* BEGIN Document passage *
Our simulation model is freely available in the COMSOL Model Exchange (see “Availability of data and materials” section). The provided simulation model consists of the models of the four-electrode system and a cell, and it can be easily converted into the corresponding two-electrode system model.

Lead field and reciprocity theory in MEA impedance measurements

The measured impedance depends on the conductivity of the volume conductor surrounding the electrodes, and on all the objects located in the current field. Geselowitz [18] proposed that a change in the impedance Z caused by objects in volume V with conductance σ was given by

$$\Delta Z = \int\limits_{V} {\frac{S}{\Delta \sigma }dV} ,$$

where S is the sensitivity of the measurement setup, and Δ denotes a change in the respective quantity. Geselowitz [18] showed that the lead field of a measurement setup can be obtained by computing the current field of the current feeding electrodes and the reciprocal field of the measurement electrodes. In the four-electrode measurement system (c.f. Fig. 3a), the lead fields are obtained by applying a unit current to the current feeding electrode pair, and to a separate field potential measurement electrode pair, i.e., the current injection and voltage measurement current density fields are different. In the two-electrode configuration (c.f. Fig. 3b), the one electrode pair is used for both current feeding and potential measurement, and thus these two lead fields are identical. The lead field of an impedance measurement can be obtained by calculating the dot product of these two fields, resulting in a scalar sensitivity field S, which describes the scalar sensitivity field of the impedance measurement in the volume conductor:

$$S = {\mathbf{J}}_{{{\mathbf{LE}}}} \cdot{\mathbf{J}}_{{{\mathbf{LI}}}} ,$$

where J LI is the current field in the volume conductor caused by the unit current applied to the current electrodes, and J LE is the current field in the volume conductor generated by a unit current applied to the voltage measurement leads [23]. S (2) can by positive, negative, or zero, depending on the angle between the two current fields. If the location, conductivity, or geometry of an object, or the locations of the electrodes change in the measurement setup, the lead field and the measured impedance change accordingly. For electrode constellation design, it is worth noting that in the areas of S = 0, a slight change of conductance does not notably affect the impedance. A decrease in impedance in the areas of positive S decreases the measured impedance, and a similar change in the areas of negative S increases impedance [23], given that the impedivity of the medium is constant.
* END Document passage *
> Job 1: Put the part of the records that opens with the first line and closes with the line containing "<point>457,66</point>" into a Markdown table with the columns Row and Line, numbering each row and leaving out blank lines.
* BEGIN Provided data *
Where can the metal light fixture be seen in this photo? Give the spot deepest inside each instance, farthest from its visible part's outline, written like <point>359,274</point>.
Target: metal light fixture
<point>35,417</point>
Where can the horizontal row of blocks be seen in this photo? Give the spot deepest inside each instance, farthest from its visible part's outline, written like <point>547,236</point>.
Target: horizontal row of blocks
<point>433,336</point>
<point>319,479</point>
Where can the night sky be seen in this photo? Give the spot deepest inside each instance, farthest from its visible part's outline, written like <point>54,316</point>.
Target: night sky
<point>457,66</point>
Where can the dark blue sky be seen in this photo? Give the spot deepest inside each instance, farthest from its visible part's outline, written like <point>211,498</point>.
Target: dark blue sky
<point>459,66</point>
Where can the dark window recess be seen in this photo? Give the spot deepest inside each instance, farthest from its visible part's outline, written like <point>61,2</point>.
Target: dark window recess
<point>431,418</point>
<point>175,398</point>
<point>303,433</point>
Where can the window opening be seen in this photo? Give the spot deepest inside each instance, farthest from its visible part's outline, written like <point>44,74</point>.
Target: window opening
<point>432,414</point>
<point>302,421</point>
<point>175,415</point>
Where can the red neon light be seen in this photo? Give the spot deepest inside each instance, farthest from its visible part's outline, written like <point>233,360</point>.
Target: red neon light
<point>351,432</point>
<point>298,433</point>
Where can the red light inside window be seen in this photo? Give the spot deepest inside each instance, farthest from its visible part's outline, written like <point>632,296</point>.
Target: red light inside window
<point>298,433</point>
* END Provided data *
> Job 2: Duplicate the part of the impedance measurement passage that opens with the words containing "Our simulation model" and closes with "two-electrode system model.".

> Exercise response 1:
| Row | Line |
|---|---|
| 1 | Where can the metal light fixture be seen in this photo? Give the spot deepest inside each instance, farthest from its visible part's outline, written like <point>359,274</point>. |
| 2 | Target: metal light fixture |
| 3 | <point>35,417</point> |
| 4 | Where can the horizontal row of blocks be seen in this photo? Give the spot deepest inside each instance, farthest from its visible part's outline, written like <point>547,236</point>. |
| 5 | Target: horizontal row of blocks |
| 6 | <point>433,336</point> |
| 7 | <point>319,479</point> |
| 8 | Where can the night sky be seen in this photo? Give the spot deepest inside each instance, farthest from its visible part's outline, written like <point>54,316</point>. |
| 9 | Target: night sky |
| 10 | <point>457,66</point> |

> Exercise response 2:
Our simulation model is freely available in the COMSOL Model Exchange (see “Availability of data and materials” section). The provided simulation model consists of the models of the four-electrode system and a cell, and it can be easily converted into the corresponding two-electrode system model.